* _Текст задания_:
Выведите без изменений фрагмент отрывка о Гурджиеве, который начинается словами «ЧУДОТВОРЕЦ может появиться» и заканчивается словами «благоприятна для чудотворцев?».

* _Выбранный отрывок_:
------------------------------
В те времена он еще не задавал посторонних вопросов, не совершал дурацких выходок, не заставлял себя бесконечно ждать. Я знал другого Гурджиева ироничного, но доброжелательного. Он буквально впивался в тебя своими карими глазами, вглядывался в собеседника так пристально, что будто уже переставал быть Гурджиевым, превращался в зеркало. Но не внешний образ там отражался, а само бытие. Обычное-то зеркало неопасно отражает внешний вид, и все. Настойчивый взгляд Гурджиева как бы стремился разглядеть в тебе сокровенное, утаенное. А сказать мне, в общем-то, было и нечего. Не распинаться же о путешествиях он и сам весь мир объездил. О приключениях? Ему-то, отчаянному авантюристу? О чем еще об успехах, заслугах, ошибках? Его не интересовали ни заслуги, ни ошибки, только возможности. Меня будто взвешивали, как багаж в аэропорту. Гурджиев, словно безупречный динамометр, определял мой энергетический запас. Столь чувствительный прибор не обманешь.
Я жаждал мгновенных духовных обретений, оттого и встретился с Гурджиевым один на один. Наверно, это было ошибкой. Вероятно, мне стоило дождаться пятницы: духовной пользы было бы поменьше, зато я избежал бы его пристального взгляда. Вряд ли Гурджиев выделил бы меня из толпы почитателей усердных глупцов, не склонных к перемене мест. Утверждаю без риска, что ни одни из них не бывал ни в Индии, ни на Тибете. Они похожи на мух, попавших в салатницу с гладкими краями. Пытаются из нее выбраться, стараются изо всех сил. Но я-то, постранствовавший по свету, повидавший мир, увы, еще беспомощней этих мушек.
ЧУДОТВОРЕЦ может появиться и в самые бесплодные эпохи. Но, будем справедливы, наша эпоха далеко не бесплодна. Значит ли это, что она особо благоприятна для чудотворцев?
Чудотворец уже по определению обязан творить чудеса или хотя бы совершать что-либо необычное. Но ведь в наше-то время мы просто избалованы чудесами. Кого сейчас удивит чудотворец своими эликсирами, хождением по водам, раздачей хлебов? Нет ему места в нашем исчисленном мире стоит современной эпохе прикоснуться к чему-либо своими глиняными пальцами, как оно тут же превращается в излучение, радиацию, атомный вес. Естествоиспытатель в узком смысле был бы востребован. Но современный чудотворец видит далеко вперед, потому и не станет растрачивать свой дар во славу науки. Он-то, будучи мудрее остальных, понимает опасность беспредельного ее развития и оттого предпочитает не нарушать естественного хода вещей. А кто нынче признает сверхъестественные
35
Водородный потенциал.
------------------------------
* _Записанные данные_:

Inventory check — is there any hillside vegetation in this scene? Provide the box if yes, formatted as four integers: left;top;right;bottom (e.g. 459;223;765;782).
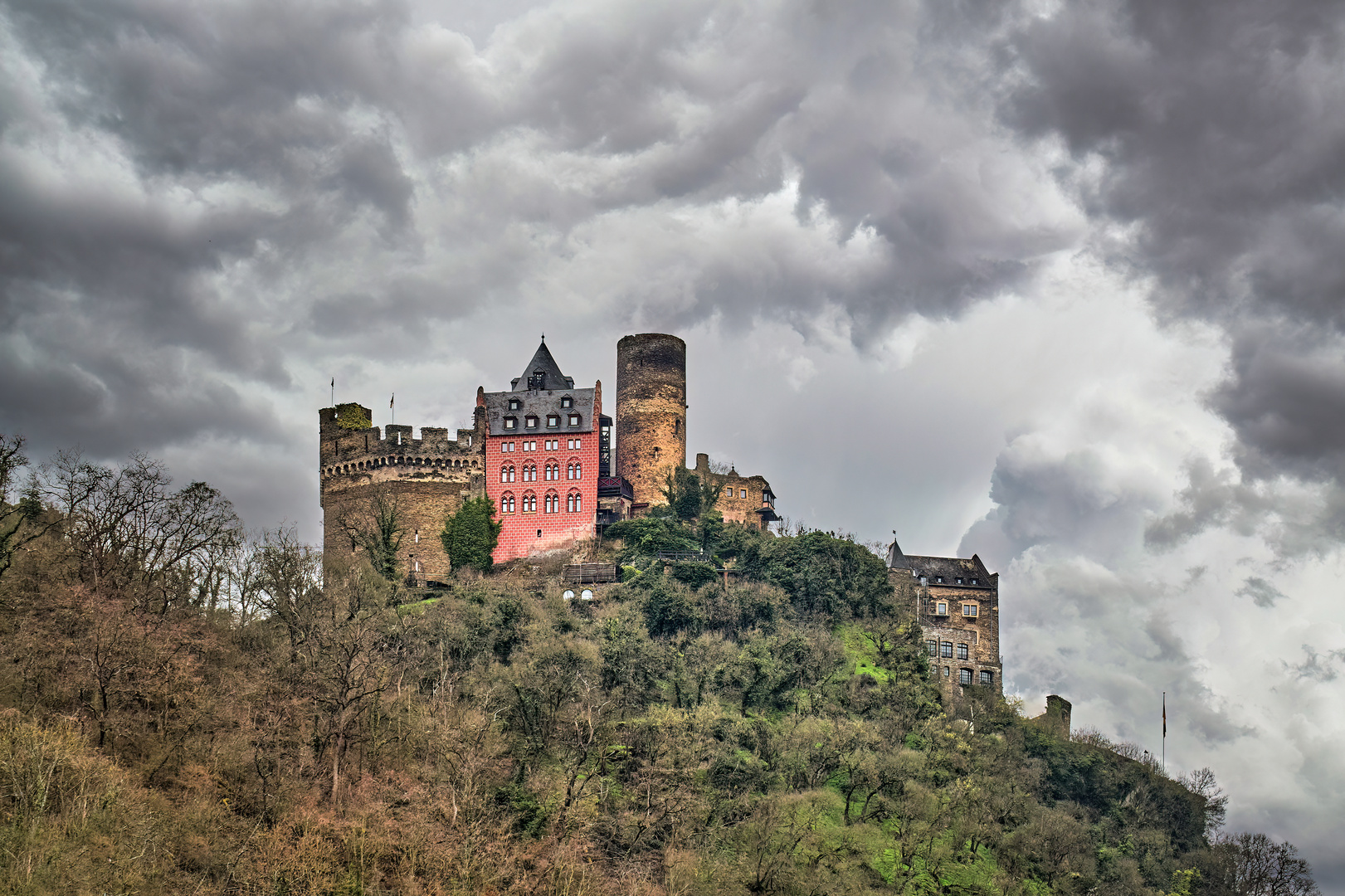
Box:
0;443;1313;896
------------------------------
* _Ответ на задание_:
ЧУДОТВОРЕЦ может появиться и в самые бесплодные эпохи. Но, будем справедливы, наша эпоха далеко не бесплодна. Значит ли это, что она особо благоприятна для чудотворцев?